[Records from a collection]
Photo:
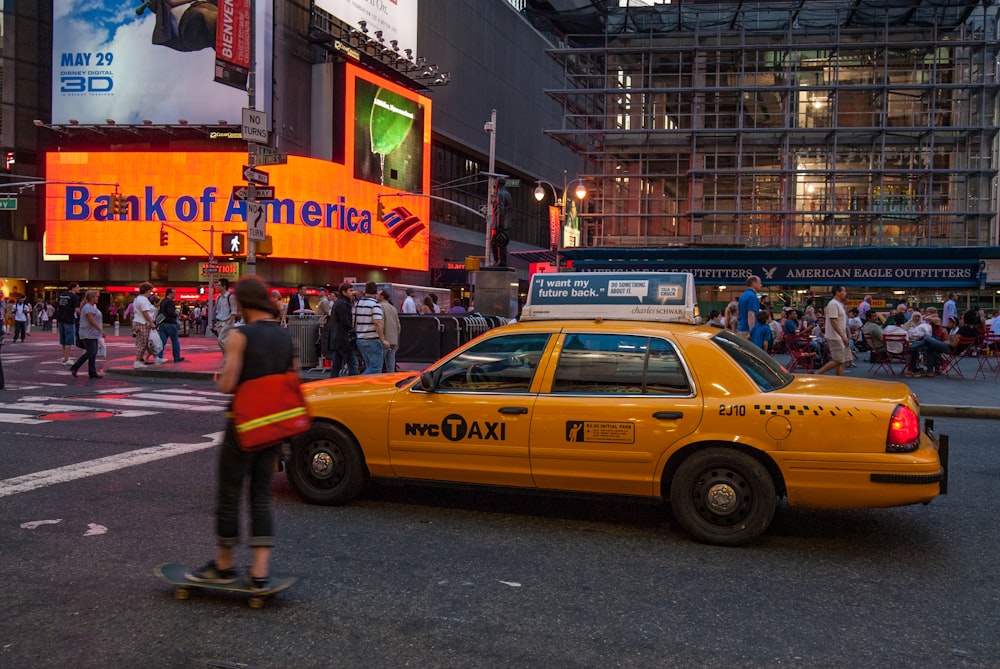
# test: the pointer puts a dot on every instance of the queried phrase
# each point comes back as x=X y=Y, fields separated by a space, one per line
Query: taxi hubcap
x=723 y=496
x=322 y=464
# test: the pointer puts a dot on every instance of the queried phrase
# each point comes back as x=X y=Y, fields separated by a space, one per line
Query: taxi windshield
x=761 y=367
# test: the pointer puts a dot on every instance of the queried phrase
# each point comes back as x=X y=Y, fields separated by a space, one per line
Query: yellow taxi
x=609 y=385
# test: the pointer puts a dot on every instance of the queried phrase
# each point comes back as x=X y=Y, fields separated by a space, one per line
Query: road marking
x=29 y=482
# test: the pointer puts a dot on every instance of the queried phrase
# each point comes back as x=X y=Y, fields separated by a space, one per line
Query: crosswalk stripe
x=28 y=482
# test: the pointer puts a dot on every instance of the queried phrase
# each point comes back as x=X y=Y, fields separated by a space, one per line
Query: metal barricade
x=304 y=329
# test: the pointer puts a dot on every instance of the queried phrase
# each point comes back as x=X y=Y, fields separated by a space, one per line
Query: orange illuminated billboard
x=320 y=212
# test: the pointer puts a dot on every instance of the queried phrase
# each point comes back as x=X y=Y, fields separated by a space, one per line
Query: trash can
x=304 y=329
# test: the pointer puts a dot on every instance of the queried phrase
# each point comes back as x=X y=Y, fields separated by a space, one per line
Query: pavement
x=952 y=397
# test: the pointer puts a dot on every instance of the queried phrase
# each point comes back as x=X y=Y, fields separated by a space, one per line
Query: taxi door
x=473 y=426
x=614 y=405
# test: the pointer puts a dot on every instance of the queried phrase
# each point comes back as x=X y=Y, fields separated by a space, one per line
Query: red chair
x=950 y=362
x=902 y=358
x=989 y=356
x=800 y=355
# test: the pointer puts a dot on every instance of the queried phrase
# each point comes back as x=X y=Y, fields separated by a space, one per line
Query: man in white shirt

* * *

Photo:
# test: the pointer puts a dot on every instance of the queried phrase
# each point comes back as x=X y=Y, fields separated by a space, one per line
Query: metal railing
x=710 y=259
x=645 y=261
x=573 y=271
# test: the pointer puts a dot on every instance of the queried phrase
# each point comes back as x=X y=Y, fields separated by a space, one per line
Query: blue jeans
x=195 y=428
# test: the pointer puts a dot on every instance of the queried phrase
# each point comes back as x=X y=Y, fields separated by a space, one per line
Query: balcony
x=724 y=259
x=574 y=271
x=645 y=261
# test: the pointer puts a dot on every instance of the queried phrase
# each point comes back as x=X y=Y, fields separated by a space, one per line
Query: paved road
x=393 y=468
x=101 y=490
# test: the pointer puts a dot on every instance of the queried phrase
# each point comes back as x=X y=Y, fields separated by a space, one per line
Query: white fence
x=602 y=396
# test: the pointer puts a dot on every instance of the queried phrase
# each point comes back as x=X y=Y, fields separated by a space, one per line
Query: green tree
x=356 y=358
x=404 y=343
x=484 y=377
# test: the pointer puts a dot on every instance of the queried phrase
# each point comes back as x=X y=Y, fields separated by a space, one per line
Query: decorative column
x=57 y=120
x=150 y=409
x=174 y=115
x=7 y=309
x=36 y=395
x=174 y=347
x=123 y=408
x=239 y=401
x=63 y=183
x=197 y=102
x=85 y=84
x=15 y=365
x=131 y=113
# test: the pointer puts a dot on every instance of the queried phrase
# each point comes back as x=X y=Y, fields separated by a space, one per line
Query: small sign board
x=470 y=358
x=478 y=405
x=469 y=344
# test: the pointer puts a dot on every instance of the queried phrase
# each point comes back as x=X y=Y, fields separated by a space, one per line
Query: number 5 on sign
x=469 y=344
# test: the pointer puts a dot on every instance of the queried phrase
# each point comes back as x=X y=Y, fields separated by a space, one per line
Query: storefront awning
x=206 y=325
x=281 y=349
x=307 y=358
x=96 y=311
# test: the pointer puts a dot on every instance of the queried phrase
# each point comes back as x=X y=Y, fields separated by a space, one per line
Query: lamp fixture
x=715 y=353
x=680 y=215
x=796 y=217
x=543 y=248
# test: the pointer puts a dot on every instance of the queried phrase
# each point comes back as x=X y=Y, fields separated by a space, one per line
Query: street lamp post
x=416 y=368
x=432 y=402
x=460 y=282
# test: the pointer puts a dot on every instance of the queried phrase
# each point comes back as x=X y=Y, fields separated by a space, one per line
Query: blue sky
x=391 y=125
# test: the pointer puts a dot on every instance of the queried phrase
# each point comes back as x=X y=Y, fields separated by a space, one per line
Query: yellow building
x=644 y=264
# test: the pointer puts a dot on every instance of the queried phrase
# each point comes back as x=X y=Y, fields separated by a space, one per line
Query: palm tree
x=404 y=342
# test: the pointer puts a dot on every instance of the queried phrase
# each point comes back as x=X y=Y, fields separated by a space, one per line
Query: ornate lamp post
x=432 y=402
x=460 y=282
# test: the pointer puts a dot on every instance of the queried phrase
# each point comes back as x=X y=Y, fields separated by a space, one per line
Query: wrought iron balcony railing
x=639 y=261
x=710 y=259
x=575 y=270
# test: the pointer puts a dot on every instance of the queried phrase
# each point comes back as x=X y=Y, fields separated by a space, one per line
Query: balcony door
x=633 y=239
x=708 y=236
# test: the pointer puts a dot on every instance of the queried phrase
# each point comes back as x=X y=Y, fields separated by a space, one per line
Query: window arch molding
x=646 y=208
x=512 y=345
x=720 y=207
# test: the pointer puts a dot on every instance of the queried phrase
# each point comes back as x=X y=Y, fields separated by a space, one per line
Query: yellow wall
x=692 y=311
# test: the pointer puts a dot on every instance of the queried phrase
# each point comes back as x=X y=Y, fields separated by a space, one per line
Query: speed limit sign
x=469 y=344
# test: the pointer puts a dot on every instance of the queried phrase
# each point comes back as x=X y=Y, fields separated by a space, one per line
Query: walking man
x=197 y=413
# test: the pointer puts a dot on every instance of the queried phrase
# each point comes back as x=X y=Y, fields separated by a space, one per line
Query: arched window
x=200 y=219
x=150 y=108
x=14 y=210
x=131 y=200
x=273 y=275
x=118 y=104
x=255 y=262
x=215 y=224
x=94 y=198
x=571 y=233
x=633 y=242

## Brief
Count the lines in the entries above that contain the string "taxi", treating uppercase and lowercase as different, and reply with the number alone.

## Written reply
4